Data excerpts

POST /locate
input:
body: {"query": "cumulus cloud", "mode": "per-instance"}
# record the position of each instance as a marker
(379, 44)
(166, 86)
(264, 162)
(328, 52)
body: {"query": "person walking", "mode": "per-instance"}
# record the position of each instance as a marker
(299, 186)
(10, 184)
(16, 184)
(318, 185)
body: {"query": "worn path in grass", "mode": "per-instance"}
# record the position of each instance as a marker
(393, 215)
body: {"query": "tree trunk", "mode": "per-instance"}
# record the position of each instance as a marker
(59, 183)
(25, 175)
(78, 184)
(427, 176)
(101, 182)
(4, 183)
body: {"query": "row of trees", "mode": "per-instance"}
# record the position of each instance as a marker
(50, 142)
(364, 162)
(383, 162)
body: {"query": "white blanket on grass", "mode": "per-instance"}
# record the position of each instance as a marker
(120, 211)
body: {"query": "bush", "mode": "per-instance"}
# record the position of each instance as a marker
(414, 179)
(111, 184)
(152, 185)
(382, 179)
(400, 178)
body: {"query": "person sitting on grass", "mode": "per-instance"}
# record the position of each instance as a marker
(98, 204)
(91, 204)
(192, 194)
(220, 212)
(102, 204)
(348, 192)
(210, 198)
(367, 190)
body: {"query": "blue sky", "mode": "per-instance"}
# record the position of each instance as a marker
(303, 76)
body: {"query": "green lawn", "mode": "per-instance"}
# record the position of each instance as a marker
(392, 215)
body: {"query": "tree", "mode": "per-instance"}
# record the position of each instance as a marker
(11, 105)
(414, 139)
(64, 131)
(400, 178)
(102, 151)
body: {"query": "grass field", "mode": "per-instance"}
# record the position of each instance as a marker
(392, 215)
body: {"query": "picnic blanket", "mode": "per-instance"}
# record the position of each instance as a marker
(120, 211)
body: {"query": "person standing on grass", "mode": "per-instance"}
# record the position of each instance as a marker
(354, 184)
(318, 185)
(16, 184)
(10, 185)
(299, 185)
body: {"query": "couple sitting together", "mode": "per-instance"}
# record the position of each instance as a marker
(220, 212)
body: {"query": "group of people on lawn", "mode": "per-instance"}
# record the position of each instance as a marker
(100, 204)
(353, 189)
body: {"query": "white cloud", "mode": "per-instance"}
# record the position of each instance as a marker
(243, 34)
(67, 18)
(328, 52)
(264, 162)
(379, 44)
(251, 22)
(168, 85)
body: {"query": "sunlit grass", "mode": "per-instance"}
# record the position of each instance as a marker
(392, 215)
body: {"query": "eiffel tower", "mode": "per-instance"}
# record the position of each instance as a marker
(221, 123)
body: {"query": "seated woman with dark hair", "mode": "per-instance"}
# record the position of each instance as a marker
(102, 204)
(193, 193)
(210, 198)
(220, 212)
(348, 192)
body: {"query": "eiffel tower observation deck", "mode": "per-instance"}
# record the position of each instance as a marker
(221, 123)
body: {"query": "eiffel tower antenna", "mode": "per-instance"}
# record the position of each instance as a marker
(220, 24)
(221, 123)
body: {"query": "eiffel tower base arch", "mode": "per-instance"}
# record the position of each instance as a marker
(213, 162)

What needs to be done
Nothing in the entries should be skipped. Output them all exactly.

Task response
POST /locate
input:
body: {"query": "cumulus cloud", "mode": "per-instance"}
# record the position of each instance as a marker
(379, 44)
(166, 86)
(264, 162)
(328, 52)
body: {"query": "person walking", "mode": "per-instance"}
# record the position of each instance as a marker
(299, 186)
(10, 184)
(16, 184)
(318, 185)
body: {"query": "worn path in grass", "mode": "per-instance"}
# record the position of each instance as a marker
(393, 215)
body: {"query": "tree trunk", "mode": "per-instance"}
# record the position of each instance as a marker
(59, 183)
(25, 175)
(78, 184)
(427, 176)
(101, 182)
(4, 183)
body: {"query": "row of trees", "mode": "per-instance"}
# record the position of each instance as a marker
(50, 142)
(364, 162)
(383, 162)
body: {"query": "white blanket on grass", "mode": "per-instance"}
# record the position of each instance as a marker
(120, 211)
body: {"query": "bush", "mode": "per-instance"}
# record the position of each instance as a marker
(414, 179)
(111, 184)
(152, 185)
(382, 179)
(400, 178)
body: {"query": "person sitting on grass", "mode": "per-instance"}
# record the position of each instance as a marker
(98, 204)
(91, 204)
(192, 194)
(220, 212)
(102, 204)
(348, 192)
(210, 198)
(367, 190)
body: {"query": "blue sky", "mode": "per-instance"}
# record the position of each instance as a marker
(303, 76)
body: {"query": "green lawn", "mode": "per-instance"}
# record the position of each instance as a marker
(392, 215)
body: {"query": "tree", "mode": "per-instance"}
# record the position of each instance as a marker
(11, 105)
(414, 139)
(64, 131)
(400, 178)
(102, 151)
body: {"query": "grass field", "mode": "per-instance"}
# record the position of each instance as a marker
(392, 215)
body: {"query": "picnic blanket", "mode": "per-instance"}
# record the position of each instance as a marker
(120, 211)
body: {"query": "person standing on grass", "mode": "per-instance"}
# record the position of each instance as a marker
(354, 184)
(318, 185)
(16, 184)
(10, 185)
(299, 185)
body: {"query": "couple sitting together", "mode": "per-instance"}
# record the position of each instance as a marker
(220, 212)
body: {"query": "group of people on lawn", "mode": "per-instance"}
# record the position of each instance as a marker
(100, 204)
(353, 189)
body: {"query": "white cloud", "mode": "per-instance"}
# record the position of each instance as a marker
(243, 34)
(67, 18)
(328, 52)
(264, 162)
(379, 44)
(251, 22)
(168, 85)
body: {"query": "sunlit grass", "mode": "per-instance"}
# record the position of each instance as a marker
(392, 215)
body: {"query": "eiffel tower", "mode": "per-instance"}
# record the position of each instance as a marker
(221, 123)
body: {"query": "seated woman with dark hair", "mode": "per-instance"}
# record the position of each instance as a marker
(102, 204)
(193, 193)
(210, 198)
(220, 212)
(348, 192)
body: {"query": "eiffel tower observation deck", "mode": "per-instance"}
# record the position of each instance as a marker
(221, 123)
body: {"query": "eiffel tower antenna", "mode": "per-instance"}
# record the position of each instance as a marker
(220, 24)
(221, 123)
body: {"query": "eiffel tower base arch", "mode": "per-instance"}
# record the position of each instance as a marker
(213, 162)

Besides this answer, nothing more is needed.